**Brano da leggere:**
Finora l'unica proposta che la donna ha ricevuto è stata quella di un posto letto a 200 euro al mese in una struttura pubblica, una condizione che «non è adeguata al suo stato psico-fisico, come attestato dai certificati medici», denuncia Asia-RdB. Dal 2000, infatti, è seguita dai medici per una depressione.
Il suo è uno degli «oltre mille casi di sfratto per morosità già passati in giudicato e ora in esecuzione», spiega Lidia Triossi di Asia-RdB. Secondo lo studio presentato la settimana scorsa dal Sunia-Cgil, fra i nuclei familiari che vivono in affitto il 20,5% è composto da una sola persona, una donna nel 58% dei casi. A Bologna, secondo il Sunia, le famiglie con un solo reddito da lavoro dipendente ne spendono fra il 50 e il 70% per l'affitto. In effetti, la protagonista del caso denunciato da Asia racconta: «Con le pulizie guadagnavo non più di 800 euro al mese e 600 servivano a pagare l'affitto». Per questo ha provato a cambiare lavoro. L'occasione sembrava arrivare dalla proposta di fare la governante in un albergo del centro. «Mi sono licenziata dalla ditta di pulizie per cui stavo lavorando e ho accettato il lavoro in albergo, ma, dopo ventuno giorni come governante, la padrona dell'albergo mi ha detto che non avevo superato la prova. Eppure avevo già lavorato per 6 anni come cameriera ai piani. Credo che le abbia dato fastidio il fatto che avevo da ridire su come tenevano la sala della colazione e la cucina, con l'affettatrice sul pavimento». Così la donna ha perso tutto.

**Dati forniti:**
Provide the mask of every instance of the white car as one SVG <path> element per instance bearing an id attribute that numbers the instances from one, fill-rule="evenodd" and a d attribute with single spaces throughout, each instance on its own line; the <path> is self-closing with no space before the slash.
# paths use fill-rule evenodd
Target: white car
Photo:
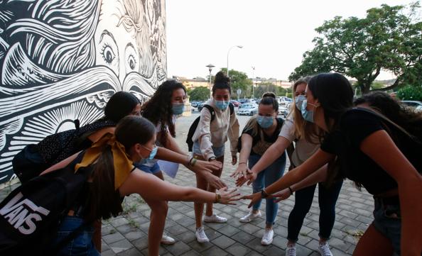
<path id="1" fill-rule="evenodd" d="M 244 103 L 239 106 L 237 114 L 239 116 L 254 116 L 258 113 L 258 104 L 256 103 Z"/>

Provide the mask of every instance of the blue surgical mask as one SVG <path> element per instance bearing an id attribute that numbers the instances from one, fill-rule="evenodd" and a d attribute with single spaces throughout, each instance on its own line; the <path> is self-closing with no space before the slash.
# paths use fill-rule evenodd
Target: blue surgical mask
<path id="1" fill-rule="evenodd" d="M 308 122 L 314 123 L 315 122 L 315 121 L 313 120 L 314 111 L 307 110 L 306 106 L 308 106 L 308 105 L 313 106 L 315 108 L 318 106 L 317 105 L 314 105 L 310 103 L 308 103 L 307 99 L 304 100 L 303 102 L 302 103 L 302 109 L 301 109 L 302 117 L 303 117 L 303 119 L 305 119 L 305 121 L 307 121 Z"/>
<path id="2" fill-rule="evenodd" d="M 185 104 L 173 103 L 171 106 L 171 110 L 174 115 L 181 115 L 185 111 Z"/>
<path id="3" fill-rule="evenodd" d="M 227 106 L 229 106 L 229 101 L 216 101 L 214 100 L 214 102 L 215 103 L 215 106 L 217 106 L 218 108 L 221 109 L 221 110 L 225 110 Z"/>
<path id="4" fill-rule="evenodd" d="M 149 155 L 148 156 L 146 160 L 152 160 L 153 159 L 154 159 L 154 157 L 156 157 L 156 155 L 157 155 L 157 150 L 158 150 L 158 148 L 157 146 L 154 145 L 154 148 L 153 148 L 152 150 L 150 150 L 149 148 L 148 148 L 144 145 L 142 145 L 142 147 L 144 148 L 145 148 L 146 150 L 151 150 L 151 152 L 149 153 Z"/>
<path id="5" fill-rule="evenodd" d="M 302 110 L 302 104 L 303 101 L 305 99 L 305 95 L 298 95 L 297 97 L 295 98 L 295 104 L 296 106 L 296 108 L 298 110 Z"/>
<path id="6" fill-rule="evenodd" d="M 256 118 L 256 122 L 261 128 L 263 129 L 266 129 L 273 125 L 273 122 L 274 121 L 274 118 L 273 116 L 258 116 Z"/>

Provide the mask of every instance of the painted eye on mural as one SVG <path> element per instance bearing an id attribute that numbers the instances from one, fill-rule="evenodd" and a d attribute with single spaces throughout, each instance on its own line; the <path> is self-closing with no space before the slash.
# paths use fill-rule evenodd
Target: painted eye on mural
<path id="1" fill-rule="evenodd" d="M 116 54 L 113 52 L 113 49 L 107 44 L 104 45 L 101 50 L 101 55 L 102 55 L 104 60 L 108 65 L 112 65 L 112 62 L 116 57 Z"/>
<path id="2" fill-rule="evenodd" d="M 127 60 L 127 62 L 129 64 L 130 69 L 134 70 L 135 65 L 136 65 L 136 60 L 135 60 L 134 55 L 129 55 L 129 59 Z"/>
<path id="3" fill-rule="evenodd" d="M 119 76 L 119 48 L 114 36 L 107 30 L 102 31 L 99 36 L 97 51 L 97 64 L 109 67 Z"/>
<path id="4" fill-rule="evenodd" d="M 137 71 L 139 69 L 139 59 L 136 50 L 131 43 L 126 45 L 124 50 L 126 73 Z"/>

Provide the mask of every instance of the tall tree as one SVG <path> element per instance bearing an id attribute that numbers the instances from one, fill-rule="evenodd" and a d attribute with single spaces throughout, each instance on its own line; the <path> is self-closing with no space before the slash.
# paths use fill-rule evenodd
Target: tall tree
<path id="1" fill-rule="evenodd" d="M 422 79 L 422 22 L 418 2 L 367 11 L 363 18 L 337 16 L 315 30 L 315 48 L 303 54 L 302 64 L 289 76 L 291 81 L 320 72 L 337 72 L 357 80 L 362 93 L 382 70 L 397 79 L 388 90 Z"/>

---

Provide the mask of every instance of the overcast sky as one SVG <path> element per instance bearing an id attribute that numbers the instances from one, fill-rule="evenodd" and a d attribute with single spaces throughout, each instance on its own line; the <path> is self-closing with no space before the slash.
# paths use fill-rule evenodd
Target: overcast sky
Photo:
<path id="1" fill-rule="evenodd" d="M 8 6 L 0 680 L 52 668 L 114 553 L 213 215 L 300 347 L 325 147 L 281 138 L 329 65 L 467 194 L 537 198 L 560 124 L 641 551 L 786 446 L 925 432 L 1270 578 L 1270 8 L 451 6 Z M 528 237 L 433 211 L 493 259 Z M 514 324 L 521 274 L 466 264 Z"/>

---

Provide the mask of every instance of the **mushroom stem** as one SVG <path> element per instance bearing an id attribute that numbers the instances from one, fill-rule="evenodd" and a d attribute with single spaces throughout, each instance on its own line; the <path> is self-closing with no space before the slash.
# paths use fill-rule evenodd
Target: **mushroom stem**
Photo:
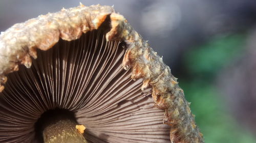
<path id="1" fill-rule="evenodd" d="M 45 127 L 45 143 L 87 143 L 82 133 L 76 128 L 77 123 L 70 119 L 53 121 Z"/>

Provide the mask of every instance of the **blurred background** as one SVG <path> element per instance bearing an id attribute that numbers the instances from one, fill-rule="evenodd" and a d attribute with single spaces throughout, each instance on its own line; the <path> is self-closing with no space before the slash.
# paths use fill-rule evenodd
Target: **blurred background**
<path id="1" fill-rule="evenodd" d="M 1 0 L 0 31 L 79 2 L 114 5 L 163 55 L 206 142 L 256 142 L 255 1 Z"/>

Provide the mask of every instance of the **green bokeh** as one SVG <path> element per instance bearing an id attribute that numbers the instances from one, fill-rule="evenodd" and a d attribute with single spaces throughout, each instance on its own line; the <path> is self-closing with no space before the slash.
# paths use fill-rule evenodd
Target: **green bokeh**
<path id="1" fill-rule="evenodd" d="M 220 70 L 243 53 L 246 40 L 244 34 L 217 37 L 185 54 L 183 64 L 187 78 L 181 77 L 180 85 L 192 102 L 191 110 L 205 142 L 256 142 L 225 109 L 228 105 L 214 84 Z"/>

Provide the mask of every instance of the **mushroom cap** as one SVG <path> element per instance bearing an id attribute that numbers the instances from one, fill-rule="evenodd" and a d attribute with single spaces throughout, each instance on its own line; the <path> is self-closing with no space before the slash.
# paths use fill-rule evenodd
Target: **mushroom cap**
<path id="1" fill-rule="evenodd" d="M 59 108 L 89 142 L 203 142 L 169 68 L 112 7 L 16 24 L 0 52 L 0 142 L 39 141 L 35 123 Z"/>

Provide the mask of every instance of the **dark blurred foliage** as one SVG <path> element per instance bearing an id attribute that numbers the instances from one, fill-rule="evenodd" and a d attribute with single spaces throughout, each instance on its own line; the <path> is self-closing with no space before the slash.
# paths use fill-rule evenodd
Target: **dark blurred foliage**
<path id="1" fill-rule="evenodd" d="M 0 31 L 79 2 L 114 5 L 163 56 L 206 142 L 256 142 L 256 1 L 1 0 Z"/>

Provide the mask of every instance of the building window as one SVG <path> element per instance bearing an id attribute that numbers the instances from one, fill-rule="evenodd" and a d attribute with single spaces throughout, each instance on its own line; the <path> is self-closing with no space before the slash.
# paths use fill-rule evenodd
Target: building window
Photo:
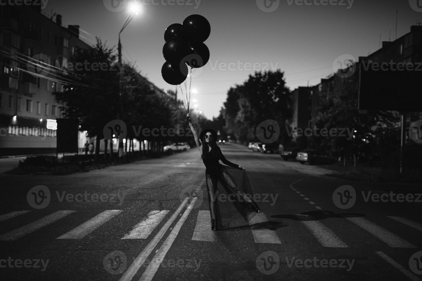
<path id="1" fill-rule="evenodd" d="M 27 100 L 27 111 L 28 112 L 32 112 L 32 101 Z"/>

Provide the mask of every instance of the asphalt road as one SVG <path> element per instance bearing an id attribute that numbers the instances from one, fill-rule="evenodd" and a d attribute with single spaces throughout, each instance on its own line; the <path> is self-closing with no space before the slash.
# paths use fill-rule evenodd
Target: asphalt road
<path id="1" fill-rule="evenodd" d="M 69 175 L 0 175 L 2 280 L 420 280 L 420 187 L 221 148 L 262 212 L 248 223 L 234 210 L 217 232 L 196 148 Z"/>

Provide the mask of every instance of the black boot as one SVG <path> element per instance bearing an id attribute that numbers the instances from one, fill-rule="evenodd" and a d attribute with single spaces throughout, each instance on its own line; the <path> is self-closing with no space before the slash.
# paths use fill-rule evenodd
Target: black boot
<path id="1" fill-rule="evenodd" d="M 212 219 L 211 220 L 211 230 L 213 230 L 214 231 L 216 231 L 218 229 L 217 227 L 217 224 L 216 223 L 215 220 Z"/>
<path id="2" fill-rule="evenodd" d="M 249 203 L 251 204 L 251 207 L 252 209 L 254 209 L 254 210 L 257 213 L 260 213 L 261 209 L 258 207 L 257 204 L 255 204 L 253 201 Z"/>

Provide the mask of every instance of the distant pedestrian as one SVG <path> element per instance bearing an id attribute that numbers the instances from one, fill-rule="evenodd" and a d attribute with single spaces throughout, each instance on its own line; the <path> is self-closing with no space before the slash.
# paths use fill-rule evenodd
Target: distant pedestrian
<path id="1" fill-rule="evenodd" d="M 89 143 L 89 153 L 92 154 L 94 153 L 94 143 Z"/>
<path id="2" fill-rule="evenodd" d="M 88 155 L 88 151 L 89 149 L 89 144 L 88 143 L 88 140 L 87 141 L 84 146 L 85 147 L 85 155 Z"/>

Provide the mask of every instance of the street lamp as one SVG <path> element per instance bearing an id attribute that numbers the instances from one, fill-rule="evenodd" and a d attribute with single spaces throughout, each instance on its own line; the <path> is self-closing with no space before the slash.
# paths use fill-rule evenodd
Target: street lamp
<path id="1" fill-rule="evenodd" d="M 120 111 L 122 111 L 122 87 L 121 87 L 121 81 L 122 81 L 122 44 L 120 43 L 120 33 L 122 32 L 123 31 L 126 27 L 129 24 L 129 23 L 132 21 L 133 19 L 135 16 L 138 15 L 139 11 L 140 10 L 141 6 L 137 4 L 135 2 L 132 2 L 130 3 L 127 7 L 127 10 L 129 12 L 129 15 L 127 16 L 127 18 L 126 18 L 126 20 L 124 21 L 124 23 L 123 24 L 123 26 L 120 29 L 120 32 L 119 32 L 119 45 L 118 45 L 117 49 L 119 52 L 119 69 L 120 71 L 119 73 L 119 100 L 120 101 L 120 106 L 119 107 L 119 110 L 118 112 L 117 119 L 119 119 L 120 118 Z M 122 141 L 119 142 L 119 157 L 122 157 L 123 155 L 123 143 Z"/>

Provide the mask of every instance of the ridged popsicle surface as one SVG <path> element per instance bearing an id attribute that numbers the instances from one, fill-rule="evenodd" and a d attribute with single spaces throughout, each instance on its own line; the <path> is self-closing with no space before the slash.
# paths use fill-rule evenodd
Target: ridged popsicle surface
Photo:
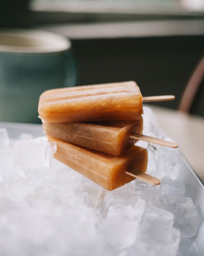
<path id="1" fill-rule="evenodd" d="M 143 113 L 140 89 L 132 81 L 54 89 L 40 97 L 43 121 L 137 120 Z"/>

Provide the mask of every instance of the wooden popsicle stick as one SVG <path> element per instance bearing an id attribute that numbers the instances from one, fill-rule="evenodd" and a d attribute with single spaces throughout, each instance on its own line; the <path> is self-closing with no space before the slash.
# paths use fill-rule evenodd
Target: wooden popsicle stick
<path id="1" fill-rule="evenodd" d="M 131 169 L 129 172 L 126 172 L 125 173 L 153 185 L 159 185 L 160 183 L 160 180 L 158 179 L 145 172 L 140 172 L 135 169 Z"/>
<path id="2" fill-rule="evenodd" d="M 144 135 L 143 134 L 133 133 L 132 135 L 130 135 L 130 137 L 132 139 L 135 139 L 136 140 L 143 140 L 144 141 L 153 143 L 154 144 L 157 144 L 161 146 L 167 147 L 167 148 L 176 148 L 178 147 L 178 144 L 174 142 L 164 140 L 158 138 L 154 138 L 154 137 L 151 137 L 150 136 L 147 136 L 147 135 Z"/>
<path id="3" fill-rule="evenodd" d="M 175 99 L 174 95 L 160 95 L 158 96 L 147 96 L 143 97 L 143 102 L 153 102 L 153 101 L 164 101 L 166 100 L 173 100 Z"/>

**Problema:** Prosegui il brano sullo sfratto per morosità a Bologna dopo la sua ultima frase.

**Esercizio risolto:**
Ora vive con una borsa-lavoro del Comune che scade ai primi di aprile e che non è bastata a saldare i conti dell'affitto. Si è sentita dire dall'assistente sociale che deve assumersi le proprie responsabilità per aver lasciato il lavoro nelle pulizie e questo proprio non va giù a chi ha sempre accettato ogni genere di impiego «senza vergogna, anche se ho studiato giurisprudenza, perché sono stati lavori onesti e dovevo cavarmela da sola, perché non sono sposata e mantengo mia madre anziana che vive in Marocco ed è ammalata. Volevo chiedere il ricongiungimento familiare, ma ormai, non ho più un lavoro, una casa...».
I colloqui con l'assistente sociale sono diventati una fonte di stress ulteriore: «Mi ha detto: "Se stai così male, perché non torni al tuo paese, così ti riposi un po'". Come si permette?», si chiede la donna, delusa da una figura da cui si aspettava comprensione. «Lo dicono spesso e non solo agli stranieri», spiega Triossi di Asia e chiarisce: «Con alcuni assistenti sociali riusciamo a collaborare, ma molti si preoccupano di aprire meno casi sociali possibile, perché solo il 15% del patrimonio di edilizia residenziale pubblica è riservato all'emergenza abitativa», una fetta sempre più insufficiente in un periodo in cui gli sfratti per morosità sono destinati a crescere, visto che sono in aumento le famiglie che dedicano al canone mensile buona parte dello stipendio, della pensione o dell'assegno di cassa integrazione.